• _PROVIDED RECORDS_:

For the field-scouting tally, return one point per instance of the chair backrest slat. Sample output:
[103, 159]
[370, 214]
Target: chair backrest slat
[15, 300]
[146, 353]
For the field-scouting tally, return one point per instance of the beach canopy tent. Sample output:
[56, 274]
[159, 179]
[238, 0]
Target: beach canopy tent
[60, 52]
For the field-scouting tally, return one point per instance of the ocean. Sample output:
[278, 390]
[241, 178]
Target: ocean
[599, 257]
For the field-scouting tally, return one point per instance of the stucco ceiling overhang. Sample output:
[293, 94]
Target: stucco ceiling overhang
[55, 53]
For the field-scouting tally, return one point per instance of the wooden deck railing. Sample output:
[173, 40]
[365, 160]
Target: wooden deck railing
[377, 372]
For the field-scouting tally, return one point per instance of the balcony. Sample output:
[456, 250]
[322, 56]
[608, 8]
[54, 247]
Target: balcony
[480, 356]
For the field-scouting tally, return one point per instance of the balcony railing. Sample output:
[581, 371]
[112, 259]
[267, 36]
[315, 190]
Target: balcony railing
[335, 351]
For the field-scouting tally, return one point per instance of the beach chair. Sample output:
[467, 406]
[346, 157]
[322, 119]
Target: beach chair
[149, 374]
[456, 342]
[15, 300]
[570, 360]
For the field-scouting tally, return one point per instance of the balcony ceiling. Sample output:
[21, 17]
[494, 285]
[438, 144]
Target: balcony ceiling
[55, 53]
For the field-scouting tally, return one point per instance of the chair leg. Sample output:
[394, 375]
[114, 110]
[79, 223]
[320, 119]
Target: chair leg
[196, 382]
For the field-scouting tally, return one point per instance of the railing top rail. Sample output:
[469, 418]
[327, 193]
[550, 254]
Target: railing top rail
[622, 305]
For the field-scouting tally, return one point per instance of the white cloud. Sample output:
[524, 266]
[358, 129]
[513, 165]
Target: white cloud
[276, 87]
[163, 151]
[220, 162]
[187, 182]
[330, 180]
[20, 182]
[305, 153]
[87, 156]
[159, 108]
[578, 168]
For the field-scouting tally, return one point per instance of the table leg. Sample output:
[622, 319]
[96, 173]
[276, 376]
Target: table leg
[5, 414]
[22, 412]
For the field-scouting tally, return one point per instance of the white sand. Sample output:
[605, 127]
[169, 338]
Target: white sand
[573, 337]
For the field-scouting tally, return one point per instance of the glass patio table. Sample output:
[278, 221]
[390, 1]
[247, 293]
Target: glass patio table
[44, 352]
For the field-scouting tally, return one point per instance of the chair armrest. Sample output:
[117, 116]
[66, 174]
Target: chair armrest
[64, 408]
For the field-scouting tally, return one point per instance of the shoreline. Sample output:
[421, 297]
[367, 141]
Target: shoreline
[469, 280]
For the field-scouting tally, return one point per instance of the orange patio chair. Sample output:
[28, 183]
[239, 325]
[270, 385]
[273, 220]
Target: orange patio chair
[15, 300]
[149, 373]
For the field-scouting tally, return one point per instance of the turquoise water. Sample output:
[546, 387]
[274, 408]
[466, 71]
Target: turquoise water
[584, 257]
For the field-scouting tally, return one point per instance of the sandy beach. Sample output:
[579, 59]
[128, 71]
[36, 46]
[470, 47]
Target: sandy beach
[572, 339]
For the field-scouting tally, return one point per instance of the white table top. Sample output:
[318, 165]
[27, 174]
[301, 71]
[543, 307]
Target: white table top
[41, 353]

• _EXERCISE AIM_: Word for word, transcribe each record.

• _ANSWER SPACE_:
For the field-scouting tally, return one point per instance of the chair backrest slat. Sample output:
[103, 159]
[370, 214]
Target: chair backrest slat
[15, 300]
[146, 353]
For the field-scouting tally, return one point per instance of the beach canopy tent. Sample output:
[56, 274]
[159, 179]
[238, 0]
Target: beach canopy tent
[60, 52]
For the field-scouting tally, return one point per instance of the ocean. Sample output:
[278, 390]
[241, 178]
Target: ocean
[599, 257]
For the field-scouting tally, return one point per instance of the stucco ceiling overhang. Sample output:
[293, 94]
Target: stucco ceiling overhang
[55, 53]
For the field-scouting tally, return one point per instance of the wooden deck railing. Sample output:
[173, 40]
[365, 160]
Target: wooden deck railing
[377, 372]
For the field-scouting tally, return one point per instance of the balcony. Sample output:
[456, 250]
[322, 56]
[608, 8]
[54, 247]
Target: balcony
[480, 356]
For the field-scouting tally, return one point per instance of the balcony railing. Sample output:
[581, 371]
[112, 259]
[267, 36]
[315, 190]
Target: balcony railing
[335, 351]
For the field-scouting tally, return one point per instance of the beach chair. Sample output:
[467, 406]
[346, 157]
[322, 119]
Target: beach chair
[149, 374]
[456, 342]
[15, 300]
[570, 360]
For the field-scouting tally, return one point per instance of the balcony ceiling. Sample output:
[21, 17]
[494, 285]
[438, 144]
Target: balcony ceiling
[55, 53]
For the field-scouting tally, return one point per instance of the chair leg. Sample output:
[394, 375]
[114, 110]
[79, 223]
[320, 119]
Target: chair leg
[196, 382]
For the field-scouting tally, return one point per instance of the railing top rail. Sample output:
[469, 418]
[327, 193]
[550, 254]
Target: railing top rail
[622, 305]
For the field-scouting tally, return one point per instance of the white cloud. Sample output:
[524, 266]
[358, 129]
[513, 165]
Target: white cloud
[276, 87]
[163, 151]
[220, 162]
[187, 182]
[330, 180]
[20, 182]
[305, 153]
[87, 156]
[159, 108]
[578, 168]
For the field-scouting tally, return one point per instance of the table leg. Sample output:
[622, 319]
[96, 173]
[276, 376]
Target: table leg
[5, 414]
[22, 412]
For the field-scouting tally, return one point per instance of the white sand. Sample output:
[605, 127]
[169, 338]
Target: white sand
[573, 337]
For the field-scouting tally, return one point per instance of the glass patio table. Sample output:
[278, 221]
[390, 1]
[247, 293]
Target: glass patio table
[44, 352]
For the field-scouting tally, return one point per instance of the chair armrest. Sample output:
[117, 116]
[66, 174]
Target: chair armrest
[64, 408]
For the field-scouting tally, return one point per instance of the shoreline. Sample output:
[421, 297]
[367, 141]
Target: shoreline
[469, 280]
For the field-scouting tally, return one point per instance of the orange patio chair. Sample output:
[28, 183]
[239, 325]
[270, 385]
[273, 220]
Target: orange patio chair
[15, 300]
[149, 373]
For the field-scouting tally, return one point per instance of the turquoise water. Sample output:
[546, 387]
[274, 408]
[466, 71]
Target: turquoise water
[584, 257]
For the field-scouting tally, return one point per instance of the sandy beach. Sample output:
[579, 59]
[128, 71]
[36, 46]
[470, 47]
Target: sandy beach
[572, 339]
For the field-scouting tally, return one point per instance of the white table top. Sample output:
[318, 165]
[27, 174]
[301, 71]
[543, 307]
Target: white table top
[41, 353]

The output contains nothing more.